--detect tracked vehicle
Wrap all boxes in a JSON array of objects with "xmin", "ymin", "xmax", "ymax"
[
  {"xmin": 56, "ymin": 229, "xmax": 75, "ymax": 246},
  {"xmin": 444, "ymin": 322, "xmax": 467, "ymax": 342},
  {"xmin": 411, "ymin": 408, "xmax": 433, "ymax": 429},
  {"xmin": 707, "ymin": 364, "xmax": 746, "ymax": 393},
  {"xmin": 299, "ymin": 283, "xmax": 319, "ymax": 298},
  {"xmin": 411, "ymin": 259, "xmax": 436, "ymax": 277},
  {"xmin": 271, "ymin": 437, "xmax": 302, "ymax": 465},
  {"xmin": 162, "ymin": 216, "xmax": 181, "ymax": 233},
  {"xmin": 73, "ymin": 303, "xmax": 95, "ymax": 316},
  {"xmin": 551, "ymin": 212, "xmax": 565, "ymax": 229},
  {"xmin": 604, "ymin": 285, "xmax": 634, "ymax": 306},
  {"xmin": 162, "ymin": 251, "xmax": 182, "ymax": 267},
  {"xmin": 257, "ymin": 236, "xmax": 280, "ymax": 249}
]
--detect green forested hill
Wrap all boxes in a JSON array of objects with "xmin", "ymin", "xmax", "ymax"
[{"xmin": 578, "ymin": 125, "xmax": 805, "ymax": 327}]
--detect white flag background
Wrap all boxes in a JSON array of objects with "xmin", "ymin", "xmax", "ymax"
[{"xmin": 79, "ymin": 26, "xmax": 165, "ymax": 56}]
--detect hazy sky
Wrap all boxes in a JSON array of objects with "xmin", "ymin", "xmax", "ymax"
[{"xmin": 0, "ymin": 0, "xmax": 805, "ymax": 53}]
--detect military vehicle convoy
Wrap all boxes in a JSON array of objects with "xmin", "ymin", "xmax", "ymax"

§ What is asked:
Turn every line of the records above into a numbered list, and leave out any blank lines.

§ Task solution:
1. --detect tracked vehicle
2. Wrap all boxes in a JSON array of objects with "xmin", "ymin", "xmax", "ymax"
3. [
4.   {"xmin": 56, "ymin": 229, "xmax": 75, "ymax": 246},
5.   {"xmin": 444, "ymin": 322, "xmax": 467, "ymax": 342},
6.   {"xmin": 411, "ymin": 408, "xmax": 433, "ymax": 429},
7.   {"xmin": 707, "ymin": 364, "xmax": 746, "ymax": 393},
8.   {"xmin": 299, "ymin": 283, "xmax": 319, "ymax": 298},
9.   {"xmin": 411, "ymin": 259, "xmax": 436, "ymax": 277},
10.   {"xmin": 271, "ymin": 437, "xmax": 302, "ymax": 465},
11.   {"xmin": 162, "ymin": 216, "xmax": 181, "ymax": 233},
12.   {"xmin": 73, "ymin": 303, "xmax": 95, "ymax": 316},
13.   {"xmin": 551, "ymin": 212, "xmax": 565, "ymax": 229},
14.   {"xmin": 604, "ymin": 285, "xmax": 634, "ymax": 306},
15.   {"xmin": 162, "ymin": 251, "xmax": 182, "ymax": 267},
16.   {"xmin": 257, "ymin": 236, "xmax": 280, "ymax": 249}
17. ]
18. --detect green forested hill
19. Wrap all boxes in a JSON array of objects with "xmin", "ymin", "xmax", "ymax"
20. [{"xmin": 578, "ymin": 125, "xmax": 805, "ymax": 327}]
21. --detect white flag background
22. Wrap all boxes in a JSON array of objects with "xmin", "ymin", "xmax", "ymax"
23. [{"xmin": 79, "ymin": 26, "xmax": 165, "ymax": 56}]
24. --detect hazy sky
25. Wrap all boxes in a JSON array of objects with "xmin", "ymin", "xmax", "ymax"
26. [{"xmin": 0, "ymin": 0, "xmax": 805, "ymax": 53}]
27. --detect military vehicle convoy
28. Wrap all boxes in a JSON array of objects with "xmin", "ymin", "xmax", "ymax"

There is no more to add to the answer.